**What you should do:** Look at the entries below and reproduce them exactly.

**Rows from a pointing dataset:**
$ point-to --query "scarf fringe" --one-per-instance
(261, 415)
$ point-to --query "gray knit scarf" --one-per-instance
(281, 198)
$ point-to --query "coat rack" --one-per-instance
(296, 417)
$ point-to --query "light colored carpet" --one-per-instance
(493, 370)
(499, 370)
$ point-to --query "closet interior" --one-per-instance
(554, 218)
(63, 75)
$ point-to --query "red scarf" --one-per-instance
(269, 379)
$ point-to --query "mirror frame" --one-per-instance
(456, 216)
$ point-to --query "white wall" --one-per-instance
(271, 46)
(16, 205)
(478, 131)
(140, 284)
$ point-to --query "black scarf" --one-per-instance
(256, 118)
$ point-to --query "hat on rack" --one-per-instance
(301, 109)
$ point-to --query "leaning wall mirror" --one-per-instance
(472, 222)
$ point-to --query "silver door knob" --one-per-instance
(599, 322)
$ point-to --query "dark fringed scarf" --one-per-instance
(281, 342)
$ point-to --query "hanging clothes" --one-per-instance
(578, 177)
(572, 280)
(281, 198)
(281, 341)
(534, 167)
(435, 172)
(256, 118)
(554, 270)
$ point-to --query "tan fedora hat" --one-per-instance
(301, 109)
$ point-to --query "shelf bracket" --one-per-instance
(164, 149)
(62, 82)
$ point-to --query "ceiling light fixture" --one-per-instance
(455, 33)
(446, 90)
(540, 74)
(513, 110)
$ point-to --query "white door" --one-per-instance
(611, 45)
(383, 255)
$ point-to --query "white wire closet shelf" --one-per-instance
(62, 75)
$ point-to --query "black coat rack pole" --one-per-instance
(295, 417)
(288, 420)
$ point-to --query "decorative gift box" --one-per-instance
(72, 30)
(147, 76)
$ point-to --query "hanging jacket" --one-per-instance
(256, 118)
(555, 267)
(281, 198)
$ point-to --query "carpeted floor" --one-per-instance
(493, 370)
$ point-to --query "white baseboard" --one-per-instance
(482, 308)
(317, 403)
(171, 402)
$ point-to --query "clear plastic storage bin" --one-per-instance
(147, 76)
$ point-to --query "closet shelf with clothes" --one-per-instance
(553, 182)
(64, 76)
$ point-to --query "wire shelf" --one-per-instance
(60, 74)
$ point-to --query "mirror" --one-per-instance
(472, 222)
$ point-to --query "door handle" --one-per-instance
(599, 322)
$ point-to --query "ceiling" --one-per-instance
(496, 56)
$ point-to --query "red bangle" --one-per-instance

**Answer in full:**
$ point-to --query "scarf fringe" --one-per-instance
(261, 415)
$ point-to --query "gray knit scarf" --one-per-instance
(281, 198)
$ point-to --query "coat rack" --one-per-instance
(296, 417)
$ point-to --query "light colored carpet" --one-per-instance
(493, 370)
(499, 370)
$ point-to --query "closet interior" --one-per-instance
(554, 218)
(63, 75)
$ point-to --query "red scarf" --one-per-instance
(269, 379)
$ point-to --query "mirror frame" --one-per-instance
(456, 216)
$ point-to --query "white wall" --one-per-instance
(271, 46)
(16, 205)
(478, 131)
(140, 284)
$ point-to --query "black scarf" --one-per-instance
(256, 118)
$ point-to --query "hat on rack" --one-per-instance
(301, 109)
$ point-to --query "leaning wall mirror" --one-per-instance
(472, 222)
$ point-to --query "silver door knob" --one-per-instance
(599, 322)
$ point-to --query "dark fringed scarf" --one-per-instance
(281, 342)
$ point-to --query "hanging clothes" --one-per-instance
(578, 177)
(572, 280)
(281, 198)
(281, 341)
(534, 167)
(435, 172)
(256, 118)
(554, 270)
$ point-to --query "tan fedora hat" --one-per-instance
(301, 109)
$ point-to --query "shelf bracket" --one-per-instance
(164, 149)
(62, 82)
$ point-to --query "ceiling light fixture" --one-per-instance
(455, 33)
(446, 90)
(540, 74)
(513, 110)
$ point-to --query "white door" --one-per-instance
(611, 45)
(383, 255)
$ point-to --query "white wire closet shelf" --one-per-instance
(62, 75)
$ point-to --query "black coat rack pole" --one-per-instance
(295, 417)
(288, 420)
$ point-to --query "decorative gift box" --one-per-instance
(72, 30)
(147, 76)
$ point-to --query "hanging jacket" --one-per-instance
(256, 118)
(555, 267)
(281, 198)
$ point-to --query "carpeted floor" --one-per-instance
(493, 370)
$ point-to --query "white baseboard" --one-per-instance
(482, 308)
(317, 403)
(171, 402)
$ point-to --query "clear plastic storage bin" --one-per-instance
(147, 76)
$ point-to --query "closet shelf with clothes" --one-per-instance
(553, 182)
(64, 76)
$ point-to --query "wire shelf" --one-per-instance
(60, 74)
$ point-to --query "mirror" --one-per-instance
(472, 222)
$ point-to --query "door handle" --one-per-instance
(599, 322)
$ point-to --query "ceiling" --one-per-instance
(496, 56)
$ point-to --query "red bangle" --one-per-instance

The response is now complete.